Laboratory of Human Ecology
The Laboratory of Human Ecology is focused on research about human-environmental interactions over long time periods. We work primarily with pottery, skeletal, and environmental data from Native American sites, European trade items, and historic documents. Current projects are funded by the National Science Foundation, the National Endowment for the Humanities, private donations, the University of Tulsa, and the Department of Defense. The laboratory is directed by Dr. Thomas Foster.
Dr. Foster works with students on issues related to human effects on the environment, biodiversity, modeling of economic and evolutionary behaviors, bio-archaeology, geographic information systems (GIS), and adaptations of the native people of the Southeastern United States from the prehistoric through the historic periods. Most recently, students have been researching sites including Apalachicola, Kasita, and Etowah using documents, maps, biological anthropology, archaeological analysis, GIS, palynology, and geomorphology.
Laboratory facilities include 400 square feet of space, a Zeiss Stemi 2000 microscope with a digital camera on a boom stand, a Dell T7600 Workstation (dual 4 core Xeon processors, 32 GB of RAM) for GIS and 3D rendering and modelling, data entry computers, fume hood, and electrolysis equipment. Research collections include comparative collections for Native American pottery and European trade goods analysis, historical vegetation data for the southeastern United States, historical map collection and GIS data relating to the southeastern United States, and historic documents related to the Creek Indians.

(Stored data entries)
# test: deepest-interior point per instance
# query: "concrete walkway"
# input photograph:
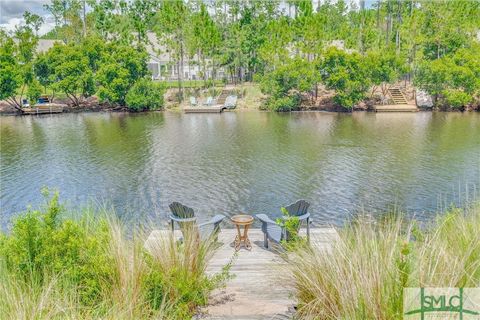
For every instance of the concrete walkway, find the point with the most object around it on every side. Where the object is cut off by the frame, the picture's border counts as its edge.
(256, 291)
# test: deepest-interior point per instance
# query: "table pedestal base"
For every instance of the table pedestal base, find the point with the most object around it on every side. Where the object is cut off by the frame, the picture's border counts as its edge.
(239, 238)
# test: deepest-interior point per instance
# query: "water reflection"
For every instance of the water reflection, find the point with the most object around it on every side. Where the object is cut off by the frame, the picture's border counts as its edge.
(242, 162)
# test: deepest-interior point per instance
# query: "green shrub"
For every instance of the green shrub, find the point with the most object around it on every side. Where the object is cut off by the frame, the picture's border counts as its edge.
(364, 273)
(41, 243)
(287, 103)
(145, 95)
(347, 74)
(55, 266)
(287, 82)
(457, 98)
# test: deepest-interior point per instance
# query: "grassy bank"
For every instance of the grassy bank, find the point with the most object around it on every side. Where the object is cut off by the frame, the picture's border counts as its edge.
(53, 266)
(364, 274)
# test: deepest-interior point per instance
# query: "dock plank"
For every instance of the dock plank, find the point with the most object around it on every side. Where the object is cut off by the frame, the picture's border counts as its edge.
(204, 109)
(256, 290)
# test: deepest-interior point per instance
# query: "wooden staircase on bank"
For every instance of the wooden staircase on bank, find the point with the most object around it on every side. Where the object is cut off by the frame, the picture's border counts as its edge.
(400, 103)
(397, 96)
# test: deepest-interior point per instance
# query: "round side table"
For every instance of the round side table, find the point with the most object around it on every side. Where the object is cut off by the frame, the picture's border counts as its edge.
(244, 220)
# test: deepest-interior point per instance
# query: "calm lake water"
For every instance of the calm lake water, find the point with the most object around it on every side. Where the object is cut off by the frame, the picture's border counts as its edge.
(249, 162)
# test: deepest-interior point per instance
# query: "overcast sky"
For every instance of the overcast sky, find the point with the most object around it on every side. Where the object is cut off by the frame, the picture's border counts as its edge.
(11, 13)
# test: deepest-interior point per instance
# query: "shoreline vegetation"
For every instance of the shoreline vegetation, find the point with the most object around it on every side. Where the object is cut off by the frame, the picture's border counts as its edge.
(365, 272)
(56, 264)
(337, 56)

YOUR TASKS
1 – Translate this sentence from the description of the Laboratory of Human Ecology into Spanish: "We work primarily with pottery, skeletal, and environmental data from Native American sites, European trade items, and historic documents."
2 – Reproduce the stretch of the description of the Laboratory of Human Ecology from "Dr. Foster works" through "palynology, and geomorphology.".

PROBLEM SOLUTIONS
1 – Trabajamos principalmente con datos cerámicos, esqueléticos y ambientales procedentes de sitios de nativos americanos, artículos de comercio europeos y documentos históricos.

2 –
Dr. Foster works with students on issues related to human effects on the environment, biodiversity, modeling of economic and evolutionary behaviors, bio-archaeology, geographic information systems (GIS), and adaptations of the native people of the Southeastern United States from the prehistoric through the historic periods. Most recently, students have been researching sites including Apalachicola, Kasita, and Etowah using documents, maps, biological anthropology, archaeological analysis, GIS, palynology, and geomorphology.